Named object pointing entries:
============

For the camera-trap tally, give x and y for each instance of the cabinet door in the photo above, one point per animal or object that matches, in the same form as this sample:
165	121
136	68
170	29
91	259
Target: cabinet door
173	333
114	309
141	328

============

Print all of the data exactly as it was given.

For the camera-trap tally, give x and y for each instance of the cabinet door in the photo above, one point per animal or object that matches, in the same form as this sample:
165	121
136	68
170	29
91	259
Target: cabinet door
173	333
114	309
141	328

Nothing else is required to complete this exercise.